Copy verbatim the part of the material that opens with the line containing "of the attic" and runs to the end of the material, both ends included.
────────────────────
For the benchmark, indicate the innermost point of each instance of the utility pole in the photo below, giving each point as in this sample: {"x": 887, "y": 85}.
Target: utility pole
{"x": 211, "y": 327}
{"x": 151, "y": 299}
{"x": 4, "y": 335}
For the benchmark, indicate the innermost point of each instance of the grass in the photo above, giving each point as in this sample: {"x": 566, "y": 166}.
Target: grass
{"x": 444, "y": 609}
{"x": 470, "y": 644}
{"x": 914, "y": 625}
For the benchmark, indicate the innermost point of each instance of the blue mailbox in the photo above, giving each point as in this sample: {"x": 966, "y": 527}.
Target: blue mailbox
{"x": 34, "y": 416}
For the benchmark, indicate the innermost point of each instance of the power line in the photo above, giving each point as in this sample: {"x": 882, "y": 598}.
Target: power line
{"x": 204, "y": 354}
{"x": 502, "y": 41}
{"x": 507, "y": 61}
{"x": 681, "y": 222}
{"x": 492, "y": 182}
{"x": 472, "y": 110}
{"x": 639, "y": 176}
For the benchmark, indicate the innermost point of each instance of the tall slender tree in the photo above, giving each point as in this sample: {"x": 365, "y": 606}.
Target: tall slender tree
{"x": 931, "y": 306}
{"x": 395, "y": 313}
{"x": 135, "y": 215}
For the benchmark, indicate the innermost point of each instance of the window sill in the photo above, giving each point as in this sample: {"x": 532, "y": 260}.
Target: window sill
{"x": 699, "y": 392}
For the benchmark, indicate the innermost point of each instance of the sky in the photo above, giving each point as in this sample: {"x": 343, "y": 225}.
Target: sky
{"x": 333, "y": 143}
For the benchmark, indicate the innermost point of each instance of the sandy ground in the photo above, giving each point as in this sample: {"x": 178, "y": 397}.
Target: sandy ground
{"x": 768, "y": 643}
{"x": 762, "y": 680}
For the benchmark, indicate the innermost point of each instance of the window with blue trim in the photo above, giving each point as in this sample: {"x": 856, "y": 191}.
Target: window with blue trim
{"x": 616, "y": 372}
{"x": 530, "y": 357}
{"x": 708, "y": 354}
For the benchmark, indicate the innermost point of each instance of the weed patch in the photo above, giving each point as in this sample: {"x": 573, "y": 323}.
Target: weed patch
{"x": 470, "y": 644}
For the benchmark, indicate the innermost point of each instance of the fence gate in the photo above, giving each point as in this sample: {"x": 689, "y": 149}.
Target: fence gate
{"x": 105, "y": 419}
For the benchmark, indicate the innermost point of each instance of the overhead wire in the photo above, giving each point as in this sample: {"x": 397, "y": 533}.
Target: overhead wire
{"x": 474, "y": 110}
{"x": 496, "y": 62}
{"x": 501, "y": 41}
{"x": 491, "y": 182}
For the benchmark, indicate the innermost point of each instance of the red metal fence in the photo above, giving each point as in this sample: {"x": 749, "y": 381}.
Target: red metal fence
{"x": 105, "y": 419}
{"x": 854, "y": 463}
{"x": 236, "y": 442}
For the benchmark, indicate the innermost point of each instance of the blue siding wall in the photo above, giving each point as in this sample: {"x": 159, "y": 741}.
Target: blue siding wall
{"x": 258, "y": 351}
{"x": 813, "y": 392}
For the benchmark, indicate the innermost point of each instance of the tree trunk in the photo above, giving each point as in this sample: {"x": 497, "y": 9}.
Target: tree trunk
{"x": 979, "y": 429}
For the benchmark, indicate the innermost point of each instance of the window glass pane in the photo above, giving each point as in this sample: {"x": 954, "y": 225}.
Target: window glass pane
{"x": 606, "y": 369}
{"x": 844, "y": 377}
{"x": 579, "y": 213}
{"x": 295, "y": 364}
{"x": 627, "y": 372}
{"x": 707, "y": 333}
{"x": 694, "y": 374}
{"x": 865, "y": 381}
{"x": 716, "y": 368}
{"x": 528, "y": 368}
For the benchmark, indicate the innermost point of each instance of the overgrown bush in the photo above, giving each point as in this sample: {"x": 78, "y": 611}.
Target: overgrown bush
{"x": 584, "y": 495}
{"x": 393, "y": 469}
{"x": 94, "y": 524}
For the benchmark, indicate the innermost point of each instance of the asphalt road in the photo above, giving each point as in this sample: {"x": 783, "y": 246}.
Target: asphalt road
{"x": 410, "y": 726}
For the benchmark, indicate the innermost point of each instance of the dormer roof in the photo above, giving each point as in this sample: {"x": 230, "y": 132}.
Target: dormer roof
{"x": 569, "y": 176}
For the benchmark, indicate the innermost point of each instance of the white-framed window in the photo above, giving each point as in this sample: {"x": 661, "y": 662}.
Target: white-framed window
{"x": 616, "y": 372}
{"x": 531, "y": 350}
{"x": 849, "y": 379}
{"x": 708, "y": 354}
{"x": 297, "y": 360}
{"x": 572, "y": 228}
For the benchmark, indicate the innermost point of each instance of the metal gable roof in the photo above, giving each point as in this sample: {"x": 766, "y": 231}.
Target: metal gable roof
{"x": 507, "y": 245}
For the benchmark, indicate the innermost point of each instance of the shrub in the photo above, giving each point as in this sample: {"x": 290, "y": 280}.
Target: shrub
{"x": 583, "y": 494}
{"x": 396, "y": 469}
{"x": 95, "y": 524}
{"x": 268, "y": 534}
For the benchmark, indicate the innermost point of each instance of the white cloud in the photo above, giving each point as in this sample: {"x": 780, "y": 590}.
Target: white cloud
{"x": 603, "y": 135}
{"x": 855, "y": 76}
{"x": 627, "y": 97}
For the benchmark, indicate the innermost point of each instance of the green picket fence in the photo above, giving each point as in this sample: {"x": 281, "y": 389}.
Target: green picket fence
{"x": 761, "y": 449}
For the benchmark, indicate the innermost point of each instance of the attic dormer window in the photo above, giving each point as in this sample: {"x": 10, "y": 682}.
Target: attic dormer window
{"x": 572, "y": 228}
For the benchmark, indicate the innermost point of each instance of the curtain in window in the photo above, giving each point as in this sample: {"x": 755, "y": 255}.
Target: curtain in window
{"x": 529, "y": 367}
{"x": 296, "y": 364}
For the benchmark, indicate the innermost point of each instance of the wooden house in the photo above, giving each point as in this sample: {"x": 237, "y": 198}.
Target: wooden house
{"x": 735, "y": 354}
────────────────────
▶ _Task answer_:
For the benchmark, indicate the innermost point of each instance of the attic dormer window in the photo above, giving each point as in this sample: {"x": 10, "y": 682}.
Target: attic dormer window
{"x": 572, "y": 228}
For the benchmark, indicate the innermost point of each instance of the curtain in window in the photo above, giving each point as in this sample: {"x": 755, "y": 255}.
Target: curtain in window
{"x": 529, "y": 367}
{"x": 296, "y": 364}
For the benchmark, indicate the innermost point of each instance of the wooden house in the photo above, giving each point as in this sample: {"x": 237, "y": 198}.
Target: wooden house
{"x": 735, "y": 354}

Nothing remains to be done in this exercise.